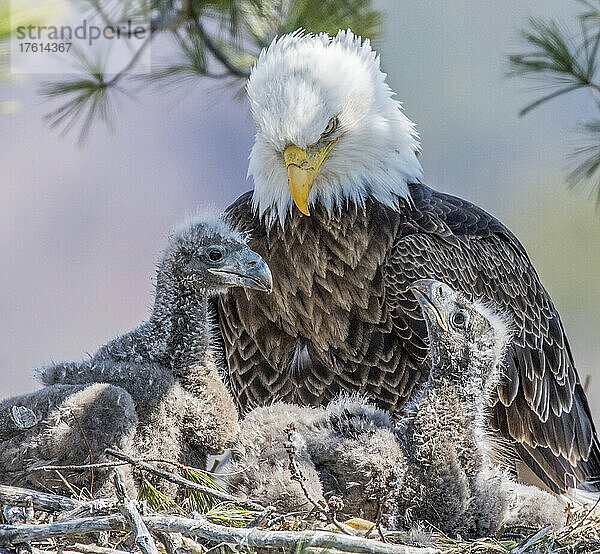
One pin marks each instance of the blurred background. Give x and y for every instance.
(81, 225)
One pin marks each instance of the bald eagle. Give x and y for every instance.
(332, 141)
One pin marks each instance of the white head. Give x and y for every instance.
(328, 129)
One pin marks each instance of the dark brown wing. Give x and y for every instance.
(541, 402)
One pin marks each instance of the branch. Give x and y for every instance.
(174, 478)
(142, 536)
(15, 420)
(14, 534)
(282, 541)
(16, 496)
(216, 52)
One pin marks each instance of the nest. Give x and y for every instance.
(205, 518)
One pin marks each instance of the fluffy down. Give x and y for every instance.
(347, 449)
(450, 482)
(76, 423)
(167, 368)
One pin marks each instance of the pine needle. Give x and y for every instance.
(196, 500)
(157, 500)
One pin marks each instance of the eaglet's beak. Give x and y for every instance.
(302, 172)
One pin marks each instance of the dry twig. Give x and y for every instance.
(177, 479)
(282, 541)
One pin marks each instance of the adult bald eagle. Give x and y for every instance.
(332, 140)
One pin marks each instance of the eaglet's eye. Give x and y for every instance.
(215, 255)
(331, 126)
(459, 319)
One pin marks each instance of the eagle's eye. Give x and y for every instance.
(215, 255)
(459, 319)
(331, 126)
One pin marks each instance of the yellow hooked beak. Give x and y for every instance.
(302, 172)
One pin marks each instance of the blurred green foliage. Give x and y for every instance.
(217, 39)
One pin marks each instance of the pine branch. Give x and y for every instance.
(178, 480)
(564, 64)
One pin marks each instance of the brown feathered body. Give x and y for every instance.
(341, 318)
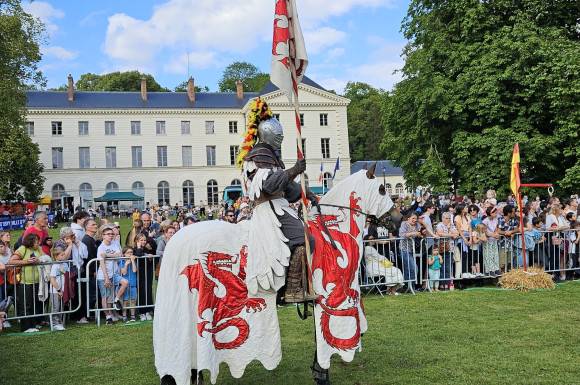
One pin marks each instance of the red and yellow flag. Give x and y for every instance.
(515, 176)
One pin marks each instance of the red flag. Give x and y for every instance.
(515, 174)
(286, 27)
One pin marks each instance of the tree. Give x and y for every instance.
(479, 76)
(252, 79)
(182, 87)
(19, 56)
(118, 81)
(364, 120)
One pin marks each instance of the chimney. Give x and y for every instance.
(144, 88)
(190, 90)
(240, 89)
(70, 89)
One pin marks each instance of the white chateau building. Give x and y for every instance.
(172, 147)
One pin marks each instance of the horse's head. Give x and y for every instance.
(374, 199)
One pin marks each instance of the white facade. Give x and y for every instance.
(127, 174)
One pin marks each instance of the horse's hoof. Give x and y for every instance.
(196, 377)
(168, 380)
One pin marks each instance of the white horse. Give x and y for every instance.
(205, 316)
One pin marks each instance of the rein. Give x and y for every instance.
(343, 207)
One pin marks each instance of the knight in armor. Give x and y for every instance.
(271, 187)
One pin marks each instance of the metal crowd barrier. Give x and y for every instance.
(385, 264)
(139, 296)
(37, 300)
(557, 252)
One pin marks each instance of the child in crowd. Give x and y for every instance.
(57, 276)
(129, 272)
(108, 277)
(434, 260)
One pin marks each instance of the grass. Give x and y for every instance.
(469, 337)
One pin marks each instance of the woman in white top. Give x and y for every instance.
(556, 222)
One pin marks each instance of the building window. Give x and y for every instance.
(325, 147)
(161, 156)
(327, 181)
(84, 157)
(58, 191)
(111, 187)
(233, 127)
(163, 193)
(212, 193)
(185, 127)
(56, 128)
(86, 194)
(30, 128)
(209, 127)
(234, 150)
(83, 128)
(57, 161)
(210, 154)
(188, 197)
(138, 188)
(399, 189)
(160, 127)
(135, 127)
(109, 128)
(110, 157)
(136, 156)
(186, 156)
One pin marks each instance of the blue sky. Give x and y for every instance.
(346, 40)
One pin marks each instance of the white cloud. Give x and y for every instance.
(46, 13)
(321, 39)
(378, 69)
(59, 53)
(197, 60)
(215, 27)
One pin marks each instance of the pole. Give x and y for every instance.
(300, 150)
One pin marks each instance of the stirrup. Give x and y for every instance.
(319, 375)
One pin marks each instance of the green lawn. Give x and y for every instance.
(469, 337)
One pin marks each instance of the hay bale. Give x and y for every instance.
(534, 278)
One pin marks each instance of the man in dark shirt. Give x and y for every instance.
(90, 227)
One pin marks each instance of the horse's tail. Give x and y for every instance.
(332, 340)
(243, 333)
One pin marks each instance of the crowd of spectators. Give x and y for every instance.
(462, 238)
(457, 239)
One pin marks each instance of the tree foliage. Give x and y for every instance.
(252, 79)
(20, 35)
(118, 81)
(364, 120)
(480, 76)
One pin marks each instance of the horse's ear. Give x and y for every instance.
(371, 170)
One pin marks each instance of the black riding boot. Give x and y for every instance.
(196, 378)
(320, 376)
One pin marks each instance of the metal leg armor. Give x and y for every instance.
(296, 280)
(320, 376)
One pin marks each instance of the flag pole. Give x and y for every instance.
(300, 150)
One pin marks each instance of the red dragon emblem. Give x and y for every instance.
(342, 300)
(223, 292)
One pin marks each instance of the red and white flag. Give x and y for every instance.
(287, 28)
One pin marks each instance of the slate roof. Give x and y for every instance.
(384, 167)
(129, 100)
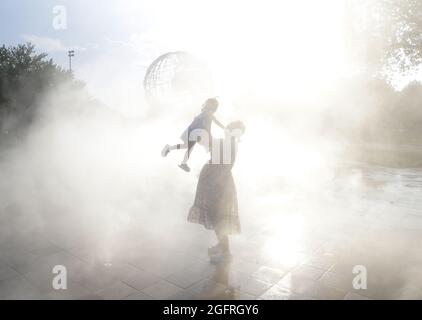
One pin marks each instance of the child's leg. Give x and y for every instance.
(178, 146)
(187, 153)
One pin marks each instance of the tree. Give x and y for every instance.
(385, 36)
(25, 79)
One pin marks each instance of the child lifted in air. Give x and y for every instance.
(201, 122)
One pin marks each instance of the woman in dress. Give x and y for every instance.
(215, 205)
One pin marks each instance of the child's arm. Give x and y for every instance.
(218, 123)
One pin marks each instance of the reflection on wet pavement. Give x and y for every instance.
(298, 245)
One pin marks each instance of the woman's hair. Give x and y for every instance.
(210, 104)
(236, 126)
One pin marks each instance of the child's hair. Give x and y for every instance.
(210, 104)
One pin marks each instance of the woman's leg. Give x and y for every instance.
(223, 241)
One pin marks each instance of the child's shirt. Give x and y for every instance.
(202, 121)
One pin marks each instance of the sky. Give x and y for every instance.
(290, 44)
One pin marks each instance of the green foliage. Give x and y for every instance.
(25, 79)
(385, 36)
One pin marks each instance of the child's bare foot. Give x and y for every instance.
(214, 250)
(185, 167)
(165, 151)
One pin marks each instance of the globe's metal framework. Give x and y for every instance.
(177, 77)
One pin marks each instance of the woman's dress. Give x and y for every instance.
(215, 205)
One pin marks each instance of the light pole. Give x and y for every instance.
(71, 53)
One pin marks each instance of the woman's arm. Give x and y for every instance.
(218, 123)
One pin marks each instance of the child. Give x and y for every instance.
(202, 121)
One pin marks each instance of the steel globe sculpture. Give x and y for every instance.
(177, 78)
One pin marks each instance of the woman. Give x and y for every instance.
(215, 205)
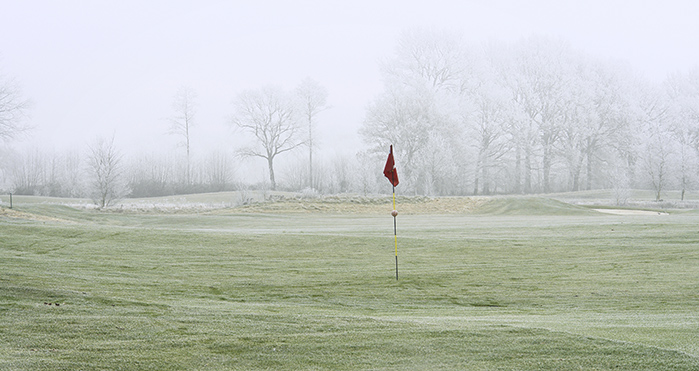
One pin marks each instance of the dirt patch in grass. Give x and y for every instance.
(368, 205)
(13, 214)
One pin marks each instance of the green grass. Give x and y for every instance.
(499, 290)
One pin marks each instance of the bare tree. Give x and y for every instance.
(270, 116)
(313, 99)
(105, 170)
(181, 122)
(13, 110)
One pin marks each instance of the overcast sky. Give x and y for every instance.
(96, 68)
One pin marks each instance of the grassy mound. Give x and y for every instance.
(529, 206)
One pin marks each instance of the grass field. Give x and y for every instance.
(513, 284)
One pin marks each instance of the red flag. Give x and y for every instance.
(390, 169)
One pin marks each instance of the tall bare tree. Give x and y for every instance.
(184, 106)
(313, 100)
(105, 170)
(268, 114)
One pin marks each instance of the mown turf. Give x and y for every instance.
(318, 291)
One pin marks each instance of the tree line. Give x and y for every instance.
(532, 116)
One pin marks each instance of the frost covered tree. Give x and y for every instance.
(313, 99)
(105, 170)
(269, 114)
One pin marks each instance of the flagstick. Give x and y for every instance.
(395, 231)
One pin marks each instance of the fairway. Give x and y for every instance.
(499, 289)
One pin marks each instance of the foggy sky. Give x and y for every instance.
(97, 68)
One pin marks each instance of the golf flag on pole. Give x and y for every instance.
(390, 169)
(390, 172)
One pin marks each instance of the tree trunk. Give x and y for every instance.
(270, 164)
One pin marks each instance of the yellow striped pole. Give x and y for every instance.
(395, 231)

▬▬▬

▸ Exercise aim:
Return, without any alteration, the lines running from the one that contains "One pin marks each instance of the yellow striped" through the final line above, including both ends.

▸ Correct response:
One pin marks each instance of the yellow striped pole. Give x and y for every instance.
(395, 231)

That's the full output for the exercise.